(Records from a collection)
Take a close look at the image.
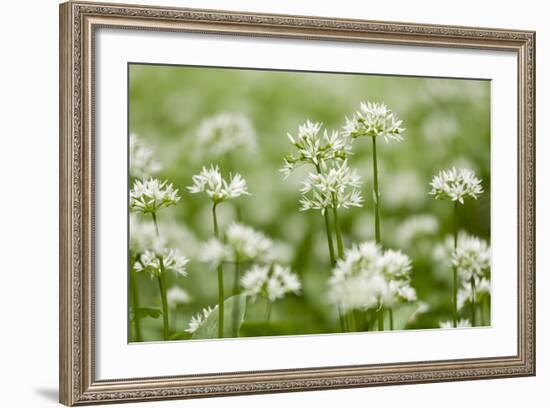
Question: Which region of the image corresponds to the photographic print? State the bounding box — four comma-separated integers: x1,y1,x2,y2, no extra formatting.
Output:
128,64,491,342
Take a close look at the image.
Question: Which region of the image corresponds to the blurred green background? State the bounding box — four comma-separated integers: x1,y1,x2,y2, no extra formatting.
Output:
129,64,491,342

| Work instructions |
Working through the records, copy each line in which the word "comma" appears.

| Answer for the task |
Question: Which region of the image corresponds to the photographic print? State the bounding box — four comma-separated integers: x1,y1,x2,y2, no extra formatting.
Question: Which region of the image corresponds to the blurred green background? State the bounding box — four comma-separated integers: x1,y1,x2,y2, no extra formatting.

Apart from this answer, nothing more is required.